Task goal:
Within the data that follows, how many lines contain the word "below"? Reply with only the number.

[Region pointing data]
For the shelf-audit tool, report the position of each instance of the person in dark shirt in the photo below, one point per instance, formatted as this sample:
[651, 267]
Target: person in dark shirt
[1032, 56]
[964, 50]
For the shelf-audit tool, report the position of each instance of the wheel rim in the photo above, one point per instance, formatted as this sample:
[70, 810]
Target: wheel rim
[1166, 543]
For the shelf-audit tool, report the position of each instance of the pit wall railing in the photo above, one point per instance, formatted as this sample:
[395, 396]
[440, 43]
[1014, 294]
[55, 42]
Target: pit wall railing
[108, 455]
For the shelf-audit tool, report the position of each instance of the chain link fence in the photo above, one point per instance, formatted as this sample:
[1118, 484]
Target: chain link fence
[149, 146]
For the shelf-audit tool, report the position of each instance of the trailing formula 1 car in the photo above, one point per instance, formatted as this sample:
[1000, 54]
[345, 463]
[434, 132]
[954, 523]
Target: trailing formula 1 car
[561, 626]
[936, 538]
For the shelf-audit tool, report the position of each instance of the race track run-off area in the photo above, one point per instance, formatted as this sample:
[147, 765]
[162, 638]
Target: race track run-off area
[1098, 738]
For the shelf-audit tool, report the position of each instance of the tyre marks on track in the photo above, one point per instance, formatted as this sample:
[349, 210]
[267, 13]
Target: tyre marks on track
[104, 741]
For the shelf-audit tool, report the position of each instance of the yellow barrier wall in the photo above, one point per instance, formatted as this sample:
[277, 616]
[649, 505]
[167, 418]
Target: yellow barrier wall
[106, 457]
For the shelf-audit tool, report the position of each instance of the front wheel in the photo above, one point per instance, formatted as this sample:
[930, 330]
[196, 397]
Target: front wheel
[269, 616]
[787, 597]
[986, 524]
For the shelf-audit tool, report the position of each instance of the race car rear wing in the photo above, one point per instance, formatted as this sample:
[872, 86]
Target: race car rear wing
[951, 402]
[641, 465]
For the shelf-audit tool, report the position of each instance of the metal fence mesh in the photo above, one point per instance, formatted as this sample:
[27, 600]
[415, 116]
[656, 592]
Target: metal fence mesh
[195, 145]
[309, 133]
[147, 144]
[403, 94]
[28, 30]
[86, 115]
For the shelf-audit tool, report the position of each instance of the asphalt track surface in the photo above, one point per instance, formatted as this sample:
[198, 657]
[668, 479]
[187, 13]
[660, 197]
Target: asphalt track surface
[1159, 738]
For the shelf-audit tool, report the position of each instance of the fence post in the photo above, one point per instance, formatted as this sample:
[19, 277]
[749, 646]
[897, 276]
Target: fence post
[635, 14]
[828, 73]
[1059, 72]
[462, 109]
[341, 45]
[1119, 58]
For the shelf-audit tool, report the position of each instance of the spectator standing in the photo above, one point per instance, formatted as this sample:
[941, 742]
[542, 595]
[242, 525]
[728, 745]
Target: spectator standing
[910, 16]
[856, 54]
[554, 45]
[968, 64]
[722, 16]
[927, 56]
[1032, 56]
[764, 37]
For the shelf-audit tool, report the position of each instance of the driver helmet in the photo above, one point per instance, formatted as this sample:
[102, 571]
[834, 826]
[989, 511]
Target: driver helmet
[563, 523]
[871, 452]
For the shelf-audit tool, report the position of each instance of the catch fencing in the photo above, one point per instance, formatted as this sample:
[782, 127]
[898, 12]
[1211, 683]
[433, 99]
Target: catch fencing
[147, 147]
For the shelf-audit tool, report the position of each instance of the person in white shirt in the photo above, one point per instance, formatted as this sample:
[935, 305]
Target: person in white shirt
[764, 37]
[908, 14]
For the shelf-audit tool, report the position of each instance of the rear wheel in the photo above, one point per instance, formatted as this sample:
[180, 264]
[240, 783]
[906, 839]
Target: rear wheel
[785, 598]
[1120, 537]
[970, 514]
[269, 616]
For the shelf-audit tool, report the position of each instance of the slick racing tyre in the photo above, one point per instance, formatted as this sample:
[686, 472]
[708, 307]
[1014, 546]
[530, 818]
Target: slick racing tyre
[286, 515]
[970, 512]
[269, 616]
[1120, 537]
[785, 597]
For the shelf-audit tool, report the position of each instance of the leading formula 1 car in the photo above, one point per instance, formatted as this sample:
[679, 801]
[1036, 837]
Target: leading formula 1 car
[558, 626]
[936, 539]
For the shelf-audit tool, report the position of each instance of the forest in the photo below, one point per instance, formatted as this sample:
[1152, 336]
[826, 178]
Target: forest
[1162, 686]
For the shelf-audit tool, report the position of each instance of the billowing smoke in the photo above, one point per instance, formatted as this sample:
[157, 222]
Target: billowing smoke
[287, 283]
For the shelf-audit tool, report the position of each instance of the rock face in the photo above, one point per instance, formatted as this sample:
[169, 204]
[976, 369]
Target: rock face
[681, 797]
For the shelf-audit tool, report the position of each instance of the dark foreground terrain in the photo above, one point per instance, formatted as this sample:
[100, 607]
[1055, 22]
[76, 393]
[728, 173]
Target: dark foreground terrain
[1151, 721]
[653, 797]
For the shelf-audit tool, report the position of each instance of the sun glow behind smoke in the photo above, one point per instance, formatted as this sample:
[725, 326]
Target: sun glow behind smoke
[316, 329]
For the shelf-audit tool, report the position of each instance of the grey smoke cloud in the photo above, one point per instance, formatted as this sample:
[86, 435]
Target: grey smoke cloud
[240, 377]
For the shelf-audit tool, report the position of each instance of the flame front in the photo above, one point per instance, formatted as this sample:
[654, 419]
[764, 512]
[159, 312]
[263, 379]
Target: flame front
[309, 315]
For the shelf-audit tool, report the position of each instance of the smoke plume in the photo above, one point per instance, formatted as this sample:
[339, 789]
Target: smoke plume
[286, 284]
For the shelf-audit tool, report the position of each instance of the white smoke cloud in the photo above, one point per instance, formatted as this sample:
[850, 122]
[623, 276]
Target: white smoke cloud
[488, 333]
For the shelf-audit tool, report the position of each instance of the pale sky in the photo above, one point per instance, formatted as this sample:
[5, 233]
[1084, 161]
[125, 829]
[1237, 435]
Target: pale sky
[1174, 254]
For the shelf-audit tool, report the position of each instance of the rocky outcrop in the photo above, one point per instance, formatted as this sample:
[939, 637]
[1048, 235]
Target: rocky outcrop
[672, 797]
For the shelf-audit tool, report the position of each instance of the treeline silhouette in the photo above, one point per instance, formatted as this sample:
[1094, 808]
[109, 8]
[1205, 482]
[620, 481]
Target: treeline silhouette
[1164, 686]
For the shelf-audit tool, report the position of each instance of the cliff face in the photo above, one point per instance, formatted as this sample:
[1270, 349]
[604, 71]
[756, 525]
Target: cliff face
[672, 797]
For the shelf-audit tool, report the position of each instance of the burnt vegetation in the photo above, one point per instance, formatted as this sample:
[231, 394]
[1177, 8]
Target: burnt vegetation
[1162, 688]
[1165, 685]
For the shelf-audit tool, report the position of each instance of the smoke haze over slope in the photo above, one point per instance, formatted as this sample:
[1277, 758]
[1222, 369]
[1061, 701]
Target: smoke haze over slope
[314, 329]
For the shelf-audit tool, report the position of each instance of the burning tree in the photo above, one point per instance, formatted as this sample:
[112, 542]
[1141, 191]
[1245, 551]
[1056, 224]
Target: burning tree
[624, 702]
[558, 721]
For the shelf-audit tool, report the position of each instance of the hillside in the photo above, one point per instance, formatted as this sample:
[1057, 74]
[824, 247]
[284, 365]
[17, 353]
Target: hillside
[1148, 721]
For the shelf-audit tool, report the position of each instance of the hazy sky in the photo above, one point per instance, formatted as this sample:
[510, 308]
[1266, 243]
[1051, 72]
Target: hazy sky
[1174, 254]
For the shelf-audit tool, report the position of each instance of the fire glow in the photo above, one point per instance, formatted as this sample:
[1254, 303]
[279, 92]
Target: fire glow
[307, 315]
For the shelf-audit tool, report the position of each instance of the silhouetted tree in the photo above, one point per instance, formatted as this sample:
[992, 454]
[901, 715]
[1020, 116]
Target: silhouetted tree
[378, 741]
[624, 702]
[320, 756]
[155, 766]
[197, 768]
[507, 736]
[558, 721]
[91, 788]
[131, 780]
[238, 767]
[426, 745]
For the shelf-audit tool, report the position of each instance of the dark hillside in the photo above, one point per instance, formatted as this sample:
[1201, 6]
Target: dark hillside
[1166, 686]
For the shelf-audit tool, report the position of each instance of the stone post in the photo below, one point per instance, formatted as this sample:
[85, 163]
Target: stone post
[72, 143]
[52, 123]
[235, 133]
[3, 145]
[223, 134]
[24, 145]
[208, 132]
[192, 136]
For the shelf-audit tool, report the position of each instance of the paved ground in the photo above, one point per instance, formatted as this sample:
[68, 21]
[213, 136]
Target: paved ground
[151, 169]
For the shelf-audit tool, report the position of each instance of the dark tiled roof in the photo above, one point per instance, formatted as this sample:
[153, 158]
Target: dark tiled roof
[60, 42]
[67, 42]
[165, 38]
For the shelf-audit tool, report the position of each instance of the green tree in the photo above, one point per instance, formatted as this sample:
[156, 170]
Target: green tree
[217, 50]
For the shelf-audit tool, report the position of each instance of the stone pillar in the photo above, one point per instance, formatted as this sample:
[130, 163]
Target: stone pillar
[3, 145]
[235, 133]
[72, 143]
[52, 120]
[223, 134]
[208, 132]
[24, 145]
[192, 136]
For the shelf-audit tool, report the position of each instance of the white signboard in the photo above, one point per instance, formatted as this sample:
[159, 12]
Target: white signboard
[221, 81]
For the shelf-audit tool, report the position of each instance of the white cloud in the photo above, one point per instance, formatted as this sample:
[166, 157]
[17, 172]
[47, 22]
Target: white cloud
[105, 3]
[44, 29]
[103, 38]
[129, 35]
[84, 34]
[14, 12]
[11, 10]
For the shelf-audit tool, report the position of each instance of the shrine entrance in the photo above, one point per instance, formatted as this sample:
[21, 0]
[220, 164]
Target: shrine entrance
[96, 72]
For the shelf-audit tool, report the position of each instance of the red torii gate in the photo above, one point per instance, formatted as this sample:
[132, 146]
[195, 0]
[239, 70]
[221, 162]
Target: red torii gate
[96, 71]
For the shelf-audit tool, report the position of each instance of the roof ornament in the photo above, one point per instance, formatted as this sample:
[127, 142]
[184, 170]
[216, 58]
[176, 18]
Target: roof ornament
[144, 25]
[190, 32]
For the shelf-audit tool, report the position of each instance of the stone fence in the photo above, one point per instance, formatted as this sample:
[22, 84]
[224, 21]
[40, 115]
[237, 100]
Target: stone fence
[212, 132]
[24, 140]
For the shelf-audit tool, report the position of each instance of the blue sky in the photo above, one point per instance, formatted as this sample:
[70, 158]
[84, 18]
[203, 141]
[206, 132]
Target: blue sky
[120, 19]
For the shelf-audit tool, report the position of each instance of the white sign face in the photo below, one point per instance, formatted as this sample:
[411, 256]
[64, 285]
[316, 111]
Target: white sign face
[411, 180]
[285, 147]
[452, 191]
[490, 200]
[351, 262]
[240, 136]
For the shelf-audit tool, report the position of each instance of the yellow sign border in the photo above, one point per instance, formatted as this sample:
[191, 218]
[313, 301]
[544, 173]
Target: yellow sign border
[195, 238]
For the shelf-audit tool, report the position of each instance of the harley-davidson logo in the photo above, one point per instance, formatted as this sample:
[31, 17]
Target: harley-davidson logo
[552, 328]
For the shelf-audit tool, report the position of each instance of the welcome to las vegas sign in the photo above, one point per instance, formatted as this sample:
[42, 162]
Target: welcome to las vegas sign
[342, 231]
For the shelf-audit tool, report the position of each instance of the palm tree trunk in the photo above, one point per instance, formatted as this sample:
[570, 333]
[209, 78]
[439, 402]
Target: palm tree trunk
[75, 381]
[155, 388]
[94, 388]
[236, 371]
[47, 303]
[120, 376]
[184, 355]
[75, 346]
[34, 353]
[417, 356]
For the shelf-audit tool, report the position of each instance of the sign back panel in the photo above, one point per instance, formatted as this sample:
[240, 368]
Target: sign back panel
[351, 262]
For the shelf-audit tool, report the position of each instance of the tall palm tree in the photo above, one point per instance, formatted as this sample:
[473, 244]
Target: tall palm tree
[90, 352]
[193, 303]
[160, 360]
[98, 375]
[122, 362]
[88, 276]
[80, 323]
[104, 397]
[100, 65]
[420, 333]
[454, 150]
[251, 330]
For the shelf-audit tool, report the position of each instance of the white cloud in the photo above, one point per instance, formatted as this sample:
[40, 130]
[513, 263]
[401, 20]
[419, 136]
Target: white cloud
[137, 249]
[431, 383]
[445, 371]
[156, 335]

Response area:
4